• Source passage:
◆ ◆ ◆ ◆ ◆ ◆ ◆
Which gives decades of AI theory and chip design in a year. Which could buy a lot of training efficiency, possibly enough for the superintelligence FOOM if that's possible directly (in an aligned way), or at least for further acceleration of research if it's not. That further acceleration of research gets it to nanotech, and then compute becomes many OOMs more abundant, very quickly, that's FOOM enough even without superintelligence, though not having superintelligence by that point seems outlandish.

Gary Marcus Yann LeCun describes LLMs as "an off-ramp on the road to AGI," and I'm inclined to agree. LLMs themselves aren't likely to "turn AGI." Each generation of LLMs demonstrates the same fundamental flaws, even as they get better at hiding them.

But I also completely buy the "FOOM even without superintelligence" angle, as well as the argument that they'll speed up AI research by an unpredictable amount.

Current LLMs require huge amounts of data and compute to be trained.


Well, newer/larger LLMs seem to unexpectedly gain new capabilities. So, it's possible that future LLMs (e.g., GPT-5, GPT-6, etc.) could have a vastly improved ability to understand how LLM weights map to functions and actions. Maybe the only reason why humans need to train new models "from scratch" is because Humans don't have the brainpower to understand how the weights in these LLMs work. Humans are naturally limited in their ability to conceptualize and manipulate massive multi-dimensional spaces, and maybe that's the bottleneck when it comes to interpretability?
◆ ◆ ◆ ◆ ◆ ◆ ◆
• Excerpted records:
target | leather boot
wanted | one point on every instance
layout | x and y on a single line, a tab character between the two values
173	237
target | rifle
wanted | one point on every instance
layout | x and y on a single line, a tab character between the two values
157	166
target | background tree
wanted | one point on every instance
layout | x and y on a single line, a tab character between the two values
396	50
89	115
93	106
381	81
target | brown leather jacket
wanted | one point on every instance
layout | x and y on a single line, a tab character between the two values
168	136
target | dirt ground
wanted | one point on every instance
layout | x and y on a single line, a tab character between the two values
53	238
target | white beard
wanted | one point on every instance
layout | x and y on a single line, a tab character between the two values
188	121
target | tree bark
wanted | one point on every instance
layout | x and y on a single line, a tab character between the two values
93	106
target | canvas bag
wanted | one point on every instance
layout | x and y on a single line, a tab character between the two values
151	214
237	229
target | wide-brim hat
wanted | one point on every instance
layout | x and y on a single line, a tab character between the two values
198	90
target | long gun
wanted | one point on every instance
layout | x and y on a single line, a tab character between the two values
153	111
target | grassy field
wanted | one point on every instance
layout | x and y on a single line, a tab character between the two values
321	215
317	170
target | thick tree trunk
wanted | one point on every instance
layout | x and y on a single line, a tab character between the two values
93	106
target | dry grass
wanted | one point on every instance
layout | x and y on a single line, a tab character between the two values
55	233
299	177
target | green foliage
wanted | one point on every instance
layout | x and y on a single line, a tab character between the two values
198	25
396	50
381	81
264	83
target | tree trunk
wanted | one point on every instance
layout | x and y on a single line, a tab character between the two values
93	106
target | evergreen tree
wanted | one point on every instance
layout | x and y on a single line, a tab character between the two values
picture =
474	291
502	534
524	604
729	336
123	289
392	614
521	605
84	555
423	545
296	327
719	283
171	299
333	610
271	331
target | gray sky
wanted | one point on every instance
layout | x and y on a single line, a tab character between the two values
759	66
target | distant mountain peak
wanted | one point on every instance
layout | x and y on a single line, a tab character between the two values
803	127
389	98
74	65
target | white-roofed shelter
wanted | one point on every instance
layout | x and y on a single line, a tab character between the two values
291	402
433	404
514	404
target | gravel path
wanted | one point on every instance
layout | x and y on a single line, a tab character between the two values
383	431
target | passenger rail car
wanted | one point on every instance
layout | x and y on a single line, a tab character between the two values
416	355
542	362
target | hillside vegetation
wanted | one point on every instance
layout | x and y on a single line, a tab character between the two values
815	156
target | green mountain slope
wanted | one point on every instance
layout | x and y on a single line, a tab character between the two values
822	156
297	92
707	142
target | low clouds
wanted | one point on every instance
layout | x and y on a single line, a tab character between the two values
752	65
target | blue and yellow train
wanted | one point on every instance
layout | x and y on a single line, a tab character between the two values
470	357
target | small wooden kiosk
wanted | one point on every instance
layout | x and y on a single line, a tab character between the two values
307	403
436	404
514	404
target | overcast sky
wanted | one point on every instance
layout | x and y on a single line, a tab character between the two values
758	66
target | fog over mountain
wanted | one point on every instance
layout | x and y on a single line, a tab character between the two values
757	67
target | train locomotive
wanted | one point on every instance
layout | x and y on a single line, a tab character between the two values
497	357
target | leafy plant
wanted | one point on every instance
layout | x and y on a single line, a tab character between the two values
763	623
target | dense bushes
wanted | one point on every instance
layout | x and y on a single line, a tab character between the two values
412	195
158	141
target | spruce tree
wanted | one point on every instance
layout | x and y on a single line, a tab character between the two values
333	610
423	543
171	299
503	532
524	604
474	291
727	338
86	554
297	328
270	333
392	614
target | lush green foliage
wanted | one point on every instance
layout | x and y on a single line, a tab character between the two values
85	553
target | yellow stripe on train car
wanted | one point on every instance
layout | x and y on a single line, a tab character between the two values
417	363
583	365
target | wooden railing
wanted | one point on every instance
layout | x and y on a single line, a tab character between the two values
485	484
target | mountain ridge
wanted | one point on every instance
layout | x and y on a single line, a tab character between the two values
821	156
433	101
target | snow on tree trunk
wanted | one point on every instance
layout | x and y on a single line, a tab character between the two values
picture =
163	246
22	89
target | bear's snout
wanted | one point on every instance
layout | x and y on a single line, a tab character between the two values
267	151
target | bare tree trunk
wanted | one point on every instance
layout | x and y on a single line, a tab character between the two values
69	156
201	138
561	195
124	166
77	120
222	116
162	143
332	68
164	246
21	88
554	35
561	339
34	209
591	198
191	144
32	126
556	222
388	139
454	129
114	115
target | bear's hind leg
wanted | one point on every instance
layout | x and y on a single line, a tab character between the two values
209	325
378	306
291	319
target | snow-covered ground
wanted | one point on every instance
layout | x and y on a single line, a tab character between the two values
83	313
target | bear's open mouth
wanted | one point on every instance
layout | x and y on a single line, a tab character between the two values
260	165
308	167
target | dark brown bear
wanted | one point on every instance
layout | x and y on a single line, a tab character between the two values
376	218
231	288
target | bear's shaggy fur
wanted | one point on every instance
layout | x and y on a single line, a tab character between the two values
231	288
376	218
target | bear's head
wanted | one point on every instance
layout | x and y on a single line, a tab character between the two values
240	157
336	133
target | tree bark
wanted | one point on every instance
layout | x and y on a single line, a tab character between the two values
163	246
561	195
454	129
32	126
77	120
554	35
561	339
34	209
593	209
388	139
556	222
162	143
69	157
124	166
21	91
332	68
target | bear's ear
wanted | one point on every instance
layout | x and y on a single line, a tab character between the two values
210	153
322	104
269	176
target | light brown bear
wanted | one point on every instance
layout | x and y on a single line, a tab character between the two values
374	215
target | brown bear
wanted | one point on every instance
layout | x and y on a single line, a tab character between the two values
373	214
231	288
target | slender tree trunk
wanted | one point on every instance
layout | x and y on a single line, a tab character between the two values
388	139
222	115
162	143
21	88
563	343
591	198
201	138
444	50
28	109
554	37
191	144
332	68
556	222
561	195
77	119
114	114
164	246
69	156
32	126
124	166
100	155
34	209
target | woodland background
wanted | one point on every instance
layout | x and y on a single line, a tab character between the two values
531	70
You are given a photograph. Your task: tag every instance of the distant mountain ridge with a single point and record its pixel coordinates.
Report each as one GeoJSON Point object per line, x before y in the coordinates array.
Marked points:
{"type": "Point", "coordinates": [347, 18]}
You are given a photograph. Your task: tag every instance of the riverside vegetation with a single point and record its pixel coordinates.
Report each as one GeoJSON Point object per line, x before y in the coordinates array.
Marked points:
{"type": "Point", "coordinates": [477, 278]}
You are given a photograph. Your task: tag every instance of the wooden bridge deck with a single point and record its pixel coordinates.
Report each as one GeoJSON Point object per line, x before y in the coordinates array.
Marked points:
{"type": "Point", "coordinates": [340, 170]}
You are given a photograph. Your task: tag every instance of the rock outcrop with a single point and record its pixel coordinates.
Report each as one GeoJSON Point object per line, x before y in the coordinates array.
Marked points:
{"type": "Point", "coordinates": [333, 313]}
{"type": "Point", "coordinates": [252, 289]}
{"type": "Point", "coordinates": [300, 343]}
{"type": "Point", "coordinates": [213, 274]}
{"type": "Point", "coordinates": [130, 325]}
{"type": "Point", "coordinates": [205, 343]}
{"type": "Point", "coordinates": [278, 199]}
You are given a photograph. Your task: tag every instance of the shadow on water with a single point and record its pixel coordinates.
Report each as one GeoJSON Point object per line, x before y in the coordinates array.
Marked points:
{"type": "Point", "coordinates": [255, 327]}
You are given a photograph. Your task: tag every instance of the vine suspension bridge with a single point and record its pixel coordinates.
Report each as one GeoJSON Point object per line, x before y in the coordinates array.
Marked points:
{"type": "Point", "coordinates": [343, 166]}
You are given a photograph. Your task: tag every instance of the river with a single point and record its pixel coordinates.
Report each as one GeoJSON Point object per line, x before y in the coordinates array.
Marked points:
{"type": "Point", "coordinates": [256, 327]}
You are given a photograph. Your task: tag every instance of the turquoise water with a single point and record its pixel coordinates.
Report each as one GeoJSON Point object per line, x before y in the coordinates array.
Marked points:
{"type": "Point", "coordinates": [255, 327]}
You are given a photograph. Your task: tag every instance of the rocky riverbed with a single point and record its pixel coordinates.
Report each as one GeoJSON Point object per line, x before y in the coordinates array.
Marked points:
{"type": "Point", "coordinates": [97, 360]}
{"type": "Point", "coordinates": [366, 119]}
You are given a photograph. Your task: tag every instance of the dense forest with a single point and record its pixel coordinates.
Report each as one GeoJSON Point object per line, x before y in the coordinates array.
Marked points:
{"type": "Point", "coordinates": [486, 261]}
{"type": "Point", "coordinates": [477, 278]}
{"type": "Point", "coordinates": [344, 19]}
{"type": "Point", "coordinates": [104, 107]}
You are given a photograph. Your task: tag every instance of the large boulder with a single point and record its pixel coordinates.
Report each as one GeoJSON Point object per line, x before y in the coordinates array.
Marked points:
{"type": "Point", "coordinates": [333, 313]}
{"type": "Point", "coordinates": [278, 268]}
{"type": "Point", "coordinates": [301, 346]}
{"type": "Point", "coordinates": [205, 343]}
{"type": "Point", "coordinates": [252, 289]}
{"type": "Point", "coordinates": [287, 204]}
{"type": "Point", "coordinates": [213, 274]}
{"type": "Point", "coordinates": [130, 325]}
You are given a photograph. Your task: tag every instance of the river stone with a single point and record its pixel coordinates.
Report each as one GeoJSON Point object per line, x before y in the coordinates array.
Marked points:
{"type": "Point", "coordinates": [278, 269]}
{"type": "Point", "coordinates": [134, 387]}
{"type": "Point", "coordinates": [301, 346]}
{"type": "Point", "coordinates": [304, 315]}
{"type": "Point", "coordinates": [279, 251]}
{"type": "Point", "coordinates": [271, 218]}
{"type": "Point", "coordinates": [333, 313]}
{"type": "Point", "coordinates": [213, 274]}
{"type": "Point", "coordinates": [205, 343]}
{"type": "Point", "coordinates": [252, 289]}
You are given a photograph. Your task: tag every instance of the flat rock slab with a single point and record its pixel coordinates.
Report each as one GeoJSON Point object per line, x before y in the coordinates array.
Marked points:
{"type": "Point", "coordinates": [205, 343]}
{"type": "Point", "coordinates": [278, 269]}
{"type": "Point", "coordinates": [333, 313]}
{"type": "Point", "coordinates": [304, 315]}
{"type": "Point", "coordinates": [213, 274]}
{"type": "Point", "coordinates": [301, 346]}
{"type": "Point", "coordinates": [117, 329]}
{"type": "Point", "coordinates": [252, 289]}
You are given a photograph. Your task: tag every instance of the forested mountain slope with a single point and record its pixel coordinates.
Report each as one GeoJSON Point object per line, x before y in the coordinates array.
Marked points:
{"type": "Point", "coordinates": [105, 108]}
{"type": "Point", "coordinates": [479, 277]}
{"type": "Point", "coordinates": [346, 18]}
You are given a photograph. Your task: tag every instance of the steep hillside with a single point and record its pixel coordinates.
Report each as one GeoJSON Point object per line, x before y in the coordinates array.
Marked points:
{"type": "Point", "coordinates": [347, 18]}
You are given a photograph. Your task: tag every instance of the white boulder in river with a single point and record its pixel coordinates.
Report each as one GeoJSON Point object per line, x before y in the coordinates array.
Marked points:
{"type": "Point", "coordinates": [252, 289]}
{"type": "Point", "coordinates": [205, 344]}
◆ ◆ ◆ ◆ ◆ ◆ ◆
• Requirement: Extract, word for word, the part of the LLM discussion that opens with the words containing "Current LLMs require" and closes with "comes to interpretability?". The listing comes from a separate source.

• Exercise output:
Current LLMs require huge amounts of data and compute to be trained.


Well, newer/larger LLMs seem to unexpectedly gain new capabilities. So, it's possible that future LLMs (e.g., GPT-5, GPT-6, etc.) could have a vastly improved ability to understand how LLM weights map to functions and actions. Maybe the only reason why humans need to train new models "from scratch" is because Humans don't have the brainpower to understand how the weights in these LLMs work. Humans are naturally limited in their ability to conceptualize and manipulate massive multi-dimensional spaces, and maybe that's the bottleneck when it comes to interpretability?